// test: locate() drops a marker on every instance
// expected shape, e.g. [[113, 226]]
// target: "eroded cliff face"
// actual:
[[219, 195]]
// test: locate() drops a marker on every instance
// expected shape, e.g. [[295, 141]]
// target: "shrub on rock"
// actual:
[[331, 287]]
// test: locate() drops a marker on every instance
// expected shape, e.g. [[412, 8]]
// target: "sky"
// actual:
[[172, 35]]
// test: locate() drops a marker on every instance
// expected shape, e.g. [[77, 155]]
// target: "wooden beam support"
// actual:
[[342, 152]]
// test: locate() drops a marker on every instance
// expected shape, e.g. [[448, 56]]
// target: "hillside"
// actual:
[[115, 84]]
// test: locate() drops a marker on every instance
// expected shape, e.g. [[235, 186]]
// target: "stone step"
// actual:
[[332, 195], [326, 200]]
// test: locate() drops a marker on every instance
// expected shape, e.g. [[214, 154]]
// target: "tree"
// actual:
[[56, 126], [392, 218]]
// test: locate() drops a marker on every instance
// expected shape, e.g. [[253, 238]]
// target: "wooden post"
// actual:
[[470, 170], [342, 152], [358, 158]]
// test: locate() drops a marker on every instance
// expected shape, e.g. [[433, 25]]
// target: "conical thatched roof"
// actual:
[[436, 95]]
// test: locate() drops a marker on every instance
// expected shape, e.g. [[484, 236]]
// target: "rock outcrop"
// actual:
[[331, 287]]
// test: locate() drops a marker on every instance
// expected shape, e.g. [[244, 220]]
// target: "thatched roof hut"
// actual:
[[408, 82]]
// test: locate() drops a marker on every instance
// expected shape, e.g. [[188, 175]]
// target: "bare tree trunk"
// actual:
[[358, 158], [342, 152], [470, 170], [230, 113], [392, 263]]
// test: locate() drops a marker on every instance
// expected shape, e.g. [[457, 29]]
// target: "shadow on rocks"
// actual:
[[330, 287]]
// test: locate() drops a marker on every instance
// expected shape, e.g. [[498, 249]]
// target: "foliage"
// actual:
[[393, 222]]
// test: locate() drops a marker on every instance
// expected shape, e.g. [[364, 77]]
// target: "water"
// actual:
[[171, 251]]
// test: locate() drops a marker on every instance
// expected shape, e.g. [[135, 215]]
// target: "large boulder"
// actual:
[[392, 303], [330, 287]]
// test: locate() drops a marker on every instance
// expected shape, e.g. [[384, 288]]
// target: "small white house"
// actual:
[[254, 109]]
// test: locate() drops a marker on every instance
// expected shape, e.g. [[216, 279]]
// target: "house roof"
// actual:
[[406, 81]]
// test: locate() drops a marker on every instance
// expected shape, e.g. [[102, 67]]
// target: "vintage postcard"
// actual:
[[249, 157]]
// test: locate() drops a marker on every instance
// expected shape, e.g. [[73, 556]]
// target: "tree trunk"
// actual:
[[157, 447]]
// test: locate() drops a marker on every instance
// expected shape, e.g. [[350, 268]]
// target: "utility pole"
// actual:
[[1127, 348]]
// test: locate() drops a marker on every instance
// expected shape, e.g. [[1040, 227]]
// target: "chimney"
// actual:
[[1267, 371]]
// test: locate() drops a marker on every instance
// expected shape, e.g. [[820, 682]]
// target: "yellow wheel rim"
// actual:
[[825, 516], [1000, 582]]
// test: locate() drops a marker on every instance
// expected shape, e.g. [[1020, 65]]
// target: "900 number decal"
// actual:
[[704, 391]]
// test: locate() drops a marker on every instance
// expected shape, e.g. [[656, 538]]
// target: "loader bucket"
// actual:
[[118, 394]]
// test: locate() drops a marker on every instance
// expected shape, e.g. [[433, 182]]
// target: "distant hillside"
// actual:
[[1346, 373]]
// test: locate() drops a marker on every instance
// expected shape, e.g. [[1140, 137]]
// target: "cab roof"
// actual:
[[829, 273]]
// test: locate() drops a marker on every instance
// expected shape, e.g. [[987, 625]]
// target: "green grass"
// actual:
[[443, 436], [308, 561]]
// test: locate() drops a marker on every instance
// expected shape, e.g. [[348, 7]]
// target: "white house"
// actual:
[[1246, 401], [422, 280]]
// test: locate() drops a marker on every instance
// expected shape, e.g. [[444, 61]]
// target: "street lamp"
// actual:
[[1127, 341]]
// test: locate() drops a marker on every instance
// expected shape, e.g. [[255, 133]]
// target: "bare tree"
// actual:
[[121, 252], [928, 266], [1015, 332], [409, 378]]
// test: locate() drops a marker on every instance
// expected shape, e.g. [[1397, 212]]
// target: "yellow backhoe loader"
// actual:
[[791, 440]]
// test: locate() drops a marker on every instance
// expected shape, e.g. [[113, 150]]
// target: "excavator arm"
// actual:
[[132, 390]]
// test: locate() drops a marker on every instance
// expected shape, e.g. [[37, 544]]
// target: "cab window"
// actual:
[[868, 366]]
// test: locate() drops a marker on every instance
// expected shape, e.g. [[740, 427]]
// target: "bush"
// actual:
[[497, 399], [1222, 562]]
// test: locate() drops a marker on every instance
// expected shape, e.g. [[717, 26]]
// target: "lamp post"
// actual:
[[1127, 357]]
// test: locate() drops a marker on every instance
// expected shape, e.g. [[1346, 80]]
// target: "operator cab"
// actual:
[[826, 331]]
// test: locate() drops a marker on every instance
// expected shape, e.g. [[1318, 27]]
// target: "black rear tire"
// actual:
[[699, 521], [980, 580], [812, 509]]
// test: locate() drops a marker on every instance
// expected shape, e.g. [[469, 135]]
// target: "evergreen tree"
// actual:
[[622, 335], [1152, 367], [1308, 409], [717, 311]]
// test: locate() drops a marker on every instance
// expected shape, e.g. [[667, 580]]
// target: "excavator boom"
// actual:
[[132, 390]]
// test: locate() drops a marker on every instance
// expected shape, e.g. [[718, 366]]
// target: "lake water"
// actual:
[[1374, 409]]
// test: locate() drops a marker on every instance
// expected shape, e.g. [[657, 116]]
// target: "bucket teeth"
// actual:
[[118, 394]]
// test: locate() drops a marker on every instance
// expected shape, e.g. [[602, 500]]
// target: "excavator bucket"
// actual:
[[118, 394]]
--------------------------------
**Task prompt**: Give the data again, exactly as it stands.

**Problem solution**:
// test: locate() drops a marker on every instance
// expected shape, e.g. [[113, 226]]
// target: "eroded cliff face"
// actual:
[[219, 195]]
// test: locate() drops a marker on every instance
// expected shape, e.g. [[295, 141]]
// target: "shrub on rock"
// actual:
[[331, 287]]
// test: locate() drops a marker on every instance
// expected shape, e.g. [[412, 8]]
// target: "sky"
// actual:
[[172, 35]]
// test: locate() drops a marker on every instance
// expected shape, e.g. [[77, 155]]
// target: "wooden beam support"
// actual:
[[342, 152]]
// test: locate() drops a marker on every instance
// expected shape, e.g. [[448, 56]]
// target: "hillside"
// actual:
[[115, 84]]
// test: locate() drops a marker on every instance
// expected shape, e.g. [[235, 186]]
// target: "stone step"
// actual:
[[332, 195], [326, 200]]
// test: locate() drops a marker on every instance
// expected shape, e.g. [[214, 154]]
// target: "tree"
// actual:
[[56, 126], [392, 218]]
// test: locate() drops a marker on every instance
// expected shape, e.g. [[253, 238]]
// target: "wooden post"
// actual:
[[470, 170], [342, 152], [358, 158]]
// test: locate() drops a marker on every instance
// expected shape, e.g. [[433, 25]]
// target: "conical thatched roof"
// actual:
[[436, 95]]
// test: locate() drops a marker on every instance
// expected shape, e.g. [[484, 236]]
// target: "rock outcrop"
// actual:
[[331, 287]]
// test: locate() drops a marker on every instance
// expected shape, e.g. [[244, 220]]
// target: "thatched roof hut"
// actual:
[[408, 82]]
// test: locate() drops a marker on every instance
// expected shape, e.g. [[188, 175]]
// target: "bare tree trunk"
// actual:
[[358, 158], [342, 152], [470, 170], [230, 113], [392, 263]]
// test: locate() drops a marker on every instance
// expected shape, e.g. [[457, 29]]
// target: "shadow on rocks"
// actual:
[[330, 287]]
// test: locate() drops a marker on every instance
// expected shape, e.g. [[498, 249]]
// target: "foliage"
// actual:
[[393, 222]]
// test: locate() drops a marker on every instance
// expected shape, e.g. [[364, 77]]
// target: "water"
// actual:
[[171, 251]]
// test: locate() drops a marker on every instance
// expected shape, e.g. [[135, 215]]
// target: "large boulder"
// actual:
[[392, 303], [330, 287]]
// test: locate() drops a marker on every instance
// expected shape, e.g. [[384, 288]]
// target: "small white house"
// actual:
[[254, 109]]
// test: locate() drops a marker on every instance
// expected shape, e.g. [[216, 279]]
// target: "house roof"
// actual:
[[406, 81]]
// test: locate() drops a marker on every instance
// expected shape, e.g. [[102, 67]]
// target: "vintage postcard"
// actual:
[[249, 157]]
// test: locate() drops a marker on every instance
// expected shape, e.g. [[73, 556]]
// target: "tree trunk"
// actual:
[[157, 447]]
// test: locate() drops a marker on every instance
// expected shape, e.g. [[350, 268]]
// target: "utility pole"
// actual:
[[1127, 348]]
// test: locate() drops a marker on every instance
// expected shape, e.g. [[1040, 227]]
// target: "chimney"
// actual:
[[1267, 371]]
// test: locate() drops a marker on every instance
// expected shape, e.g. [[820, 682]]
// target: "yellow wheel rim"
// actual:
[[825, 516], [1000, 582]]
// test: locate() drops a marker on every instance
// expected shape, e.g. [[1020, 65]]
// target: "900 number decal"
// actual:
[[704, 391]]
// test: locate() drops a marker on every instance
// expected shape, e.g. [[656, 538]]
// target: "loader bucket"
// actual:
[[118, 394]]
// test: locate() drops a marker on every instance
// expected shape, e.g. [[433, 182]]
// target: "distant hillside"
// actual:
[[1346, 373]]
// test: locate() drops a marker on every instance
// expected shape, e.g. [[1140, 137]]
// target: "cab roof"
// actual:
[[829, 273]]
// test: locate() drops a marker on every instance
// expected shape, e.g. [[987, 625]]
// target: "green grass"
// actual:
[[443, 436], [308, 561]]
// test: locate() drops a marker on every instance
// expected shape, e.g. [[348, 7]]
// target: "white house"
// actual:
[[1246, 401], [422, 280]]
// test: locate() drops a marker on every instance
// expected shape, e.g. [[444, 61]]
// target: "street lamp"
// actual:
[[1127, 341]]
// test: locate() drops a marker on every instance
// expected shape, e.g. [[255, 133]]
// target: "bare tree"
// actual:
[[121, 252], [928, 266], [1015, 332], [409, 378]]
// test: locate() drops a marker on every instance
// expected shape, e.g. [[1397, 212]]
// target: "yellow backhoe loader"
// actual:
[[791, 440]]
// test: locate() drops a marker on every instance
// expected shape, e.g. [[113, 150]]
// target: "excavator arm"
// actual:
[[132, 390]]
// test: locate() drops a marker on every instance
// expected shape, e.g. [[37, 544]]
// target: "cab window"
// actual:
[[868, 366]]
// test: locate() drops a marker on every instance
// expected shape, e.g. [[740, 427]]
// target: "bush"
// actual:
[[497, 399], [1222, 562]]
// test: locate() drops a marker on every instance
// expected shape, e.g. [[717, 26]]
// target: "lamp post"
// actual:
[[1127, 357]]
// test: locate() drops a marker on every instance
// expected shape, e.g. [[1346, 80]]
// target: "operator cab"
// actual:
[[826, 331]]
// test: locate() drops a marker on every instance
// expected shape, e.g. [[1318, 27]]
// target: "black rear tire"
// actual:
[[699, 521], [980, 580], [812, 509]]
// test: locate() drops a marker on every instance
// expected shape, e.g. [[469, 135]]
// target: "evergreen tree"
// actual:
[[622, 335], [1152, 367], [1308, 409], [717, 311]]
// test: locate() drops a marker on every instance
// expected shape, e.g. [[667, 580]]
// target: "excavator boom"
// actual:
[[132, 390]]
// test: locate() drops a marker on every instance
// expected shape, e.g. [[718, 366]]
// target: "lake water"
// actual:
[[1374, 409]]
// test: locate() drops a marker on every instance
// expected shape, e.g. [[657, 116]]
// target: "bucket teeth"
// actual:
[[118, 394]]
// test: locate() drops a marker on every instance
// expected shape, e.g. [[602, 500]]
// target: "excavator bucket"
// actual:
[[118, 394]]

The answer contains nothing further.